Requirements:
[A] In the Janet Lee tennis profile, what was her highest doubles ranking, and on what date did she reach it?
[B] Pick up the Janet Lee tennis profile after its last line and continue it.

Page:
▬▬▬▬▬▬
Janet Lee 李慧芝
- Country (sports): Chinese Taipei United States
- Residence: Rancho Palos Verdes, California, U.S.
- Born: October 22, 1976 (age 49) Lafayette, Indiana, U.S.
- Height: 1.75 m (5 ft 9 in)
- Turned pro: January 5, 1995
- Retired: 2006
- Plays: Right-handed (double-handed backhand)
- Prize money: $943,370

Singles
- Career record: 278–274
- Career titles: 0 WTA, 2 ITF
- Highest ranking: No. 79 (April 6, 1998)

Grand Slam singles results
- Australian Open: 3R (1999)
- French Open: 1R (1997, 1998, 1999, 2002)
- Wimbledon: 2R (1998, 1999, 2001)
- US Open: 3R (2000)

Doubles
- Career record: 193–199
- Career titles: 3 WTA, 9 ITF
- Highest ranking: No. 20 (February 17, 2003)

Grand Slam doubles results
- Australian Open: 3R (2005)
▬▬▬▬▬▬
Supplied data:
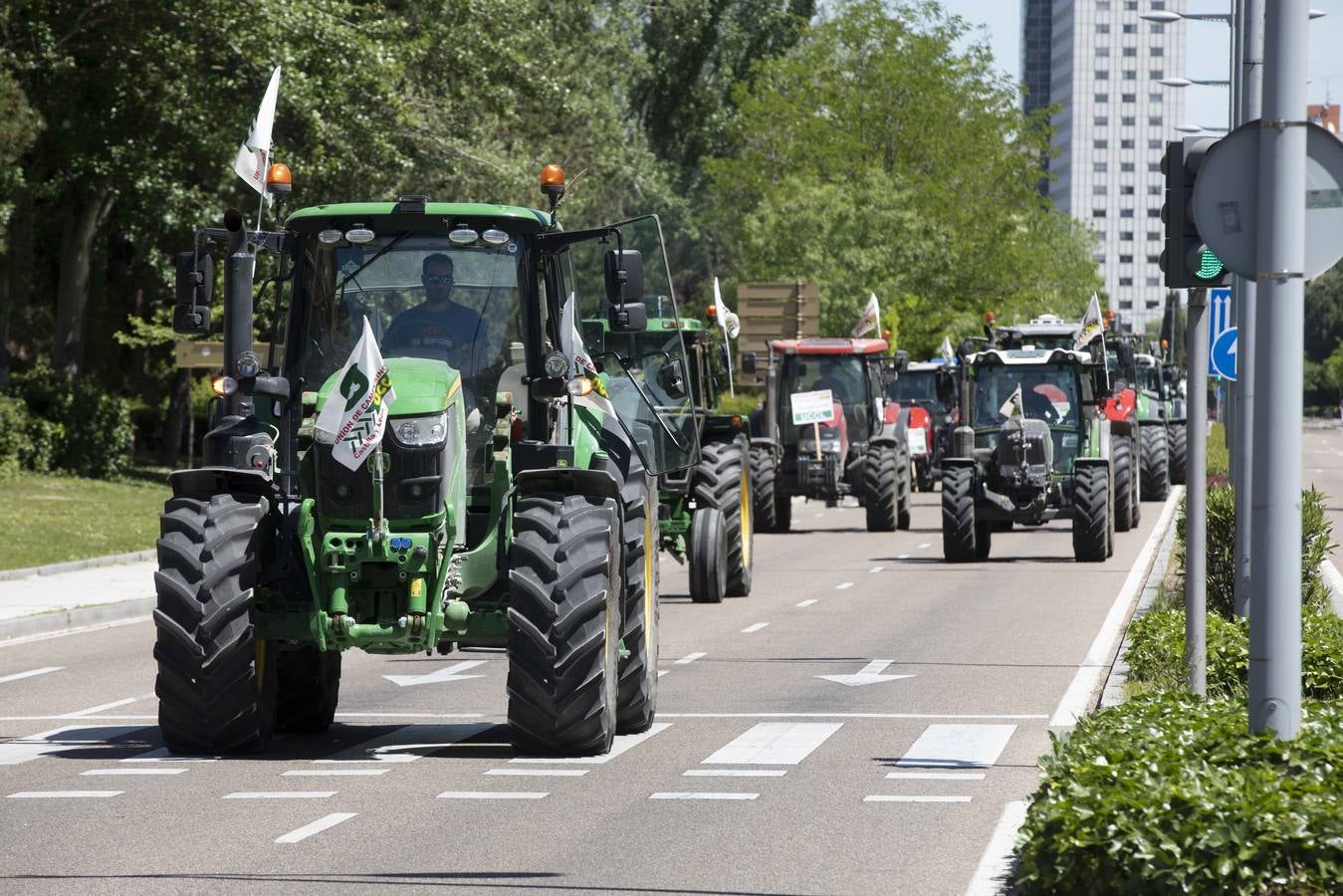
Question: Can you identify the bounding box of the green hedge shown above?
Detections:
[1015,693,1343,895]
▬▬▬▬▬▬
Answers to the exercises:
[A] No. 20, on February 17, 2003.

[B]
- French Open: 2R (1998, 2001)
- Wimbledon: 3R (2002)
- US Open: QF (2004)

Team competitions
- Fed Cup: 29–8

Medal record
Representing Chinese Taipei
Women's Tennis
Asian Games
| Gold medal – first place | 1998 Bangkok | Women's Team |
| Gold medal – first place | 2002 Busan | Mixed Doubles |
| Bronze medal – third place | 2002 Busan | Women's Team |
Universiade
| Gold medal – first place | 1999 Palma de Majorca | Women's Singles |
| Gold medal – first place | 1999 Palma de Majorca | Women's Doubles |
| Silver medal – second place | 2001 Beijing | Women's Singles |
| Bronze medal – third place | 2001 Beijing | Women's Doubles |

= Janet Lee =

Taiwanese-American tennis player (born 1976)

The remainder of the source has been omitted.